Carry on the ethics question and reply below about a marriage counselor who turns out to live on the same street as her clients, starting right after the final sentence.

Text block →

══════════════════════════════

Therapist Turns Out to be Neighbor

I would like to know if this scenario is unethical. My wife and I go into marriage counseling with a clinical therapist (PHD, APA, etc). We divulge all of our dirty laundry. After several weeks we discover that the therapist is our neighbor living on the same street several doors down. My wife and I miss the next appointments out of embarrassment, shame, fear, and paranoia. A few days later we receive bills from her indicating that we are going to be charged for the missed appoinments (clearly an indication that she KNEW we were neighbors)…..It seems that she should have disclosed this to us and to continue treatment was unethical because of the, what I perceive to be, a conflict of interest. We discovered this while sitting on our porch and watching her drive by a few times. Finally I looked in the county’s real estate/tax database and sure enough…..she lived there.

Since we’ve had no response yet to sharing your question with a psychologist ethics resource, we will, for now, provide our own perspective, but we don’t represent ourselves as experts on this score. We have reviewed the American Psychological Association’s ethical code. It prohibits “fraud” or “intentional misrepresentation of fact,” and also cautions against “multiple relationships” (e.g., if your psychologist also had a social or business relationship with you) that “could reasonably be expected to impair the psychologist’s objectivity, competence, or effectiveness” or risk “exploitation or harm” to the patient/client. It also warns that psychologists should refrain from taking on a role in which there is a conflict of interest. None of these seems to precisely apply to the situation you describe.

══════════════════════════════

(Data records)
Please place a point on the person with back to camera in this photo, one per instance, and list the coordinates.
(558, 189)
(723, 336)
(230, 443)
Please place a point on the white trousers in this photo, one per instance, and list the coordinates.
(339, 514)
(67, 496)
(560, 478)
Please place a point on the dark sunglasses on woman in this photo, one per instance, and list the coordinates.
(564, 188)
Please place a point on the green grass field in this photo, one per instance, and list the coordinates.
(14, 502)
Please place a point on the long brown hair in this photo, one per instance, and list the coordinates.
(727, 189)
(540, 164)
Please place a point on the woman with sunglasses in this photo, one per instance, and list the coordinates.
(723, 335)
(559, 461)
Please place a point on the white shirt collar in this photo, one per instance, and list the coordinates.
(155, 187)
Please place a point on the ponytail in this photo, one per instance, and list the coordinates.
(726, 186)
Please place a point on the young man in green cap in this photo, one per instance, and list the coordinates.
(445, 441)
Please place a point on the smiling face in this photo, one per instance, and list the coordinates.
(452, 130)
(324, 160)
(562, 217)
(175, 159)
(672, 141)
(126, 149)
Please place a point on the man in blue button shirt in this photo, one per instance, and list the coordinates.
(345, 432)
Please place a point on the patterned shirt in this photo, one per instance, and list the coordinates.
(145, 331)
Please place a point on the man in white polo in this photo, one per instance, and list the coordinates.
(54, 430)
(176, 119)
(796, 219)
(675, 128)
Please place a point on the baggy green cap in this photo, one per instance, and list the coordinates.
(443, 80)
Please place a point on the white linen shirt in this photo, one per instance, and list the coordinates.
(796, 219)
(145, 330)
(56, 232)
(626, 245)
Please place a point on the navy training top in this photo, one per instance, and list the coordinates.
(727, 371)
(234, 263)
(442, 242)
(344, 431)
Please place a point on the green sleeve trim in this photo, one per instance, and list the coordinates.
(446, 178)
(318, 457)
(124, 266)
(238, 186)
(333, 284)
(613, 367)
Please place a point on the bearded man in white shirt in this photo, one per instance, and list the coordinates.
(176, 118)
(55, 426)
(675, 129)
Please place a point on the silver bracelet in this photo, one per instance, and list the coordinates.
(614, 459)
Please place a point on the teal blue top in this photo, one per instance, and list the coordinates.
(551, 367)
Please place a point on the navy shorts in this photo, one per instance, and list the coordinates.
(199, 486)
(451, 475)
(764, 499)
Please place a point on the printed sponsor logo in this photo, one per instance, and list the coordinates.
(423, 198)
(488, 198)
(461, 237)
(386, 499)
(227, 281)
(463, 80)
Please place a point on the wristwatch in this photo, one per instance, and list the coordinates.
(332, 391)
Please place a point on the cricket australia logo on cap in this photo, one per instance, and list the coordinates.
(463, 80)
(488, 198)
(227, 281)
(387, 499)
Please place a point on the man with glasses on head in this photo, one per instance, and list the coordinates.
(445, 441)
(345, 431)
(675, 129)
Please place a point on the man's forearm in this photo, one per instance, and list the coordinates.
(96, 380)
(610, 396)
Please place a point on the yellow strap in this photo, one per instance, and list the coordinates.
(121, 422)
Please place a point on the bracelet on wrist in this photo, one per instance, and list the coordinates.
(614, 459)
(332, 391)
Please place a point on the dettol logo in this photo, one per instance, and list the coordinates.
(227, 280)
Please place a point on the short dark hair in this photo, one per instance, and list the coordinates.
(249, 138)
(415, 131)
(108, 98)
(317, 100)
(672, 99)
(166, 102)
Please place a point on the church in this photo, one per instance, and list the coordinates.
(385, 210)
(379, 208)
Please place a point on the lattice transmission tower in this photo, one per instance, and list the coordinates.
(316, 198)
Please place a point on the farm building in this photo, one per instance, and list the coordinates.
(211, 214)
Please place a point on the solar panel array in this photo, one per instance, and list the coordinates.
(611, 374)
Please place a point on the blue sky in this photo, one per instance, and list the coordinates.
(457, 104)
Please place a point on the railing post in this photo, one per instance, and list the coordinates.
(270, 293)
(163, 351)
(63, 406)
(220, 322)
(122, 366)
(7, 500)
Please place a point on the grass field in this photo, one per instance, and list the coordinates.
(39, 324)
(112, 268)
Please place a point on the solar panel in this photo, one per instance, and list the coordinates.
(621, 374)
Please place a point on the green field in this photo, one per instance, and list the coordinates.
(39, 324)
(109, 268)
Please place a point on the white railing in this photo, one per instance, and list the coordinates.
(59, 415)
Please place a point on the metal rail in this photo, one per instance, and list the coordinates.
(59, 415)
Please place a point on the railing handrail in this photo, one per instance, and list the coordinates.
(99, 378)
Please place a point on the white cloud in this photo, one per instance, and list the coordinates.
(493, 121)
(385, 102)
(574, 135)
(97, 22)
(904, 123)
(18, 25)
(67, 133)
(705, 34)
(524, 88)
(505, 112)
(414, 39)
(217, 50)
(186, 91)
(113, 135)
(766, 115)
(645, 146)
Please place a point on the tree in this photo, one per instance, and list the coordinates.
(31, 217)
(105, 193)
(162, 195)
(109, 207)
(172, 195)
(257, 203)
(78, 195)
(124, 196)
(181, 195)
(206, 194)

══════════════════════════════

Final answer →
Nevertheless, if the psychologist realized, before or during her meeting with you, that she was a close neighbor, we think she showed poor clinical judgment by not disclosing that fact to you and giving you an opportunity to switch therapists if you were uncomfortable with her residential proximity. (We say “if,” because, depending on her system for acquiring patient data, she may not have noticed your address until she was sending you the bill for the missed appointments; if she hires a billing service to handle these functions, she may still not be aware of it.) As you probably know, other issues aside, it is standard practice to bill clients/patients for “no-shows” and for sessions cancelled with less than 24-hour notice. It’s not clear why, in your dismay, you didn’t call to cancel further sessions.

Please realize that, in any case, the psychologist is very clearly prohibited from disclosing to others any confidential information that was shared in the course of the therapy, including the fact that you saw her, without your written permission (except as necessary in the billing process, or in the case of imminent potential harm, child/elder abuse, or court order). For example, to tell a neighbor something she knew about you via a therapy session would be a serious ethical/legal breach.